Coordinate annotation entries.
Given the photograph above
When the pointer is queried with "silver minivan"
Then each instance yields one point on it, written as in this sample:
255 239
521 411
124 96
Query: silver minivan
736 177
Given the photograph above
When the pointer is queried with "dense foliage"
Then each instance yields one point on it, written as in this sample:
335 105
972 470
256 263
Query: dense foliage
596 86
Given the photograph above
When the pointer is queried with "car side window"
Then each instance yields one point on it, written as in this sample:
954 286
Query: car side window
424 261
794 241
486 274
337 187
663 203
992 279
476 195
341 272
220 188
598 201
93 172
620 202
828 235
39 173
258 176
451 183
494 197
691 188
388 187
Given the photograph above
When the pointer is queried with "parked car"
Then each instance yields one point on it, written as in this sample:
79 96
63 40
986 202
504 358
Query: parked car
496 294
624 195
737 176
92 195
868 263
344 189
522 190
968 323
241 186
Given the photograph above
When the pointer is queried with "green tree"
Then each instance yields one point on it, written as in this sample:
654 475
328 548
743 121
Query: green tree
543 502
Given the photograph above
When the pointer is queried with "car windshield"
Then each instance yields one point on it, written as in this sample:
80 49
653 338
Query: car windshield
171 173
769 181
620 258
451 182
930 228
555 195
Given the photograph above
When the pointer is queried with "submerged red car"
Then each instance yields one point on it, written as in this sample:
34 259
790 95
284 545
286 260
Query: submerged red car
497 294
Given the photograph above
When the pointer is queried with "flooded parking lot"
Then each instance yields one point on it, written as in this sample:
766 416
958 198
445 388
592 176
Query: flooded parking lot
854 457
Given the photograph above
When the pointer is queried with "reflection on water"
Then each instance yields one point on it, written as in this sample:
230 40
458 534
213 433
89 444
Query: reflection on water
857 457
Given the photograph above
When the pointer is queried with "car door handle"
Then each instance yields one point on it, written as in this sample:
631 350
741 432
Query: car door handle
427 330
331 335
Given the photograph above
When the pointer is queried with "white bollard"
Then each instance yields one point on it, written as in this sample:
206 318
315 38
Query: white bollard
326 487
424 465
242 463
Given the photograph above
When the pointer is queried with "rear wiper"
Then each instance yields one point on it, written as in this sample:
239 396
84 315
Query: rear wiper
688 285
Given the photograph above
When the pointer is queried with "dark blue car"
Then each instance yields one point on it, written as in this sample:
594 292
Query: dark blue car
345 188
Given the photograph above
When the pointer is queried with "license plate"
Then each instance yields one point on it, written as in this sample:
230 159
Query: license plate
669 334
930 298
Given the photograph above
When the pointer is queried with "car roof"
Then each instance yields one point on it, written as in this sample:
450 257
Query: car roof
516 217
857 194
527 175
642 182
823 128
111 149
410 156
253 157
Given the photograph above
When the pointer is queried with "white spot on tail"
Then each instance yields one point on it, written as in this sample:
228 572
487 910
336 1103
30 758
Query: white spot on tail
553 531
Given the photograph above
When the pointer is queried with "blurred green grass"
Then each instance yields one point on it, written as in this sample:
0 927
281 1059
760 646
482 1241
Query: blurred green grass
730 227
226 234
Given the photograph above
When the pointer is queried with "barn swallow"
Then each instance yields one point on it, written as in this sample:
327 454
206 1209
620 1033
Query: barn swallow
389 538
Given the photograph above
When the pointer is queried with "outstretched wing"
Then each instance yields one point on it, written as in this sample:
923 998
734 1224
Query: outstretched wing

TO DO.
How many lines in the rows above contain the string "bollard"? Letter case matters; reply with the number alone.

THE RESULT.
2